*Challenge*: Reproduce the data below in full and exclude every picture.

*Listed records*:

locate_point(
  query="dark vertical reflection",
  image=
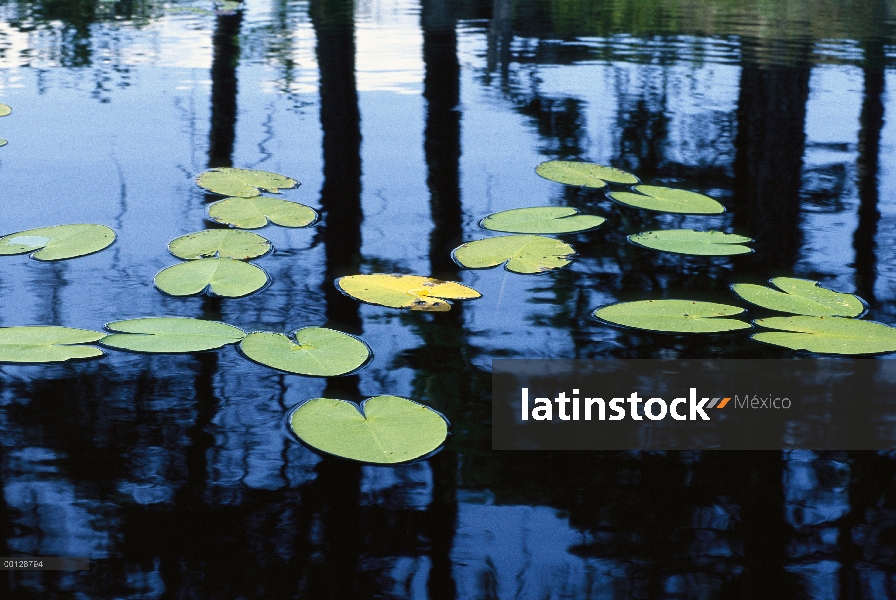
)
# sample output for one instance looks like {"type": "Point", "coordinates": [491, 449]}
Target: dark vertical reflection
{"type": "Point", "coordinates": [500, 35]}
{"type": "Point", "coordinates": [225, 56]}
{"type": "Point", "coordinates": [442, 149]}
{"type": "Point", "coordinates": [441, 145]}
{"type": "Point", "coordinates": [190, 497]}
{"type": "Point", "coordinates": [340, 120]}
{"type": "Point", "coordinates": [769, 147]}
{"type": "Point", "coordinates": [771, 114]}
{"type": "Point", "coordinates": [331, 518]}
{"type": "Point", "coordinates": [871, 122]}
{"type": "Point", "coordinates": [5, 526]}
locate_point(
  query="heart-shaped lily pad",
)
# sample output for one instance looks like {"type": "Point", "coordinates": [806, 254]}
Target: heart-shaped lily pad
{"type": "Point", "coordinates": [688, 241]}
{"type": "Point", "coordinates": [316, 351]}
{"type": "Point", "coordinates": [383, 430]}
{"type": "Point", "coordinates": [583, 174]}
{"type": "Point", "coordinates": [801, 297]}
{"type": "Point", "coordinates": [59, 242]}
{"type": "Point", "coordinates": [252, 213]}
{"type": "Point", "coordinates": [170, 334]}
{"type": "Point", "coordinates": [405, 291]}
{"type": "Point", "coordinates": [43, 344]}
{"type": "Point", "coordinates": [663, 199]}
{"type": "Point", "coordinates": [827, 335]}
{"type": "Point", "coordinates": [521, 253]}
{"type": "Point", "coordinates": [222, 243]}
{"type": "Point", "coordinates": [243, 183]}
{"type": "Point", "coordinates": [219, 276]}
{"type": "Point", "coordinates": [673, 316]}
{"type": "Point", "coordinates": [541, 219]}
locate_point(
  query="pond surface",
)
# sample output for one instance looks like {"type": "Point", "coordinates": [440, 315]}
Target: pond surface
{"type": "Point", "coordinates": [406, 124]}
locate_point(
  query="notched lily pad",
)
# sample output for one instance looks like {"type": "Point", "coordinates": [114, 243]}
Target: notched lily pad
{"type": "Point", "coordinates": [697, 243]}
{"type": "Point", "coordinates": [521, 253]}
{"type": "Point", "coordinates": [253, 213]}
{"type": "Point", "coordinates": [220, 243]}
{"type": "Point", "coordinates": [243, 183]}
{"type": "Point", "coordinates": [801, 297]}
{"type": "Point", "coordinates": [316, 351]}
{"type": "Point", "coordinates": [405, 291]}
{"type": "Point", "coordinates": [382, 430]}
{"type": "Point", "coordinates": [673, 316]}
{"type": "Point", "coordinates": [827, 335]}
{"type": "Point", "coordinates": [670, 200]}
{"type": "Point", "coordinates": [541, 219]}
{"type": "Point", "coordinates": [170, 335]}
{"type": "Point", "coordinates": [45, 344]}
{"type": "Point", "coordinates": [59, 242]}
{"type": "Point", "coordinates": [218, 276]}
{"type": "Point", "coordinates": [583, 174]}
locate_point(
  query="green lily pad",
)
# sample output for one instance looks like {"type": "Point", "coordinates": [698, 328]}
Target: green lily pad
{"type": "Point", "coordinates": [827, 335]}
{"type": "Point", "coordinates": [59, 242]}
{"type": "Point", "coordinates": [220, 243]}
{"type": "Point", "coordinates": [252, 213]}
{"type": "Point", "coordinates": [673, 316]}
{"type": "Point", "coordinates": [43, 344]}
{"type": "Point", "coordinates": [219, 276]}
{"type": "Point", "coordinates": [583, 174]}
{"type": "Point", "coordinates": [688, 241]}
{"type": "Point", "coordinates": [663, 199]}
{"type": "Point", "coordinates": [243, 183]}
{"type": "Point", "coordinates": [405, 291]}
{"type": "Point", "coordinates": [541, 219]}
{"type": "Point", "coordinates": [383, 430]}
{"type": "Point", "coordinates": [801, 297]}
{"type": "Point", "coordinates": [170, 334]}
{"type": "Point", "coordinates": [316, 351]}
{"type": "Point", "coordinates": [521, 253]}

*Solution below*:
locate_point(
  query="dark vertical reflection",
  image=
)
# sample output for one instance looks like {"type": "Point", "coordinates": [491, 449]}
Target: dark vertical reflection
{"type": "Point", "coordinates": [500, 35]}
{"type": "Point", "coordinates": [225, 56]}
{"type": "Point", "coordinates": [442, 149]}
{"type": "Point", "coordinates": [441, 145]}
{"type": "Point", "coordinates": [190, 497]}
{"type": "Point", "coordinates": [340, 120]}
{"type": "Point", "coordinates": [769, 147]}
{"type": "Point", "coordinates": [771, 114]}
{"type": "Point", "coordinates": [331, 518]}
{"type": "Point", "coordinates": [871, 122]}
{"type": "Point", "coordinates": [5, 526]}
locate_point(
  query="heart-shaped lily pad",
)
# sample output for one instance looks like {"type": "Point", "coordinates": [806, 254]}
Target: heart-shaped lily pad
{"type": "Point", "coordinates": [688, 241]}
{"type": "Point", "coordinates": [316, 351]}
{"type": "Point", "coordinates": [383, 430]}
{"type": "Point", "coordinates": [583, 174]}
{"type": "Point", "coordinates": [801, 297]}
{"type": "Point", "coordinates": [59, 242]}
{"type": "Point", "coordinates": [252, 213]}
{"type": "Point", "coordinates": [170, 334]}
{"type": "Point", "coordinates": [405, 291]}
{"type": "Point", "coordinates": [43, 344]}
{"type": "Point", "coordinates": [663, 199]}
{"type": "Point", "coordinates": [827, 335]}
{"type": "Point", "coordinates": [521, 253]}
{"type": "Point", "coordinates": [222, 243]}
{"type": "Point", "coordinates": [243, 183]}
{"type": "Point", "coordinates": [219, 276]}
{"type": "Point", "coordinates": [673, 316]}
{"type": "Point", "coordinates": [541, 219]}
locate_point(
  query="pond surface",
)
# sample output for one instance looks like {"type": "Point", "coordinates": [440, 315]}
Target: pond surface
{"type": "Point", "coordinates": [406, 124]}
locate_point(
  query="notched lily pad",
)
# sample output for one instance looks like {"type": "Point", "coordinates": [114, 243]}
Target: notched lily pad
{"type": "Point", "coordinates": [697, 243]}
{"type": "Point", "coordinates": [521, 253]}
{"type": "Point", "coordinates": [253, 213]}
{"type": "Point", "coordinates": [220, 243]}
{"type": "Point", "coordinates": [243, 183]}
{"type": "Point", "coordinates": [801, 297]}
{"type": "Point", "coordinates": [316, 351]}
{"type": "Point", "coordinates": [405, 291]}
{"type": "Point", "coordinates": [382, 430]}
{"type": "Point", "coordinates": [673, 316]}
{"type": "Point", "coordinates": [827, 335]}
{"type": "Point", "coordinates": [670, 200]}
{"type": "Point", "coordinates": [541, 219]}
{"type": "Point", "coordinates": [170, 335]}
{"type": "Point", "coordinates": [45, 344]}
{"type": "Point", "coordinates": [59, 242]}
{"type": "Point", "coordinates": [218, 276]}
{"type": "Point", "coordinates": [583, 174]}
locate_point(
  query="green lily pad",
)
# sample output for one instance looks like {"type": "Point", "coordinates": [698, 328]}
Target: green lily pad
{"type": "Point", "coordinates": [827, 335]}
{"type": "Point", "coordinates": [59, 242]}
{"type": "Point", "coordinates": [220, 243]}
{"type": "Point", "coordinates": [252, 213]}
{"type": "Point", "coordinates": [673, 316]}
{"type": "Point", "coordinates": [43, 344]}
{"type": "Point", "coordinates": [219, 276]}
{"type": "Point", "coordinates": [583, 174]}
{"type": "Point", "coordinates": [688, 241]}
{"type": "Point", "coordinates": [663, 199]}
{"type": "Point", "coordinates": [243, 183]}
{"type": "Point", "coordinates": [405, 291]}
{"type": "Point", "coordinates": [541, 219]}
{"type": "Point", "coordinates": [383, 430]}
{"type": "Point", "coordinates": [801, 297]}
{"type": "Point", "coordinates": [170, 334]}
{"type": "Point", "coordinates": [316, 351]}
{"type": "Point", "coordinates": [521, 253]}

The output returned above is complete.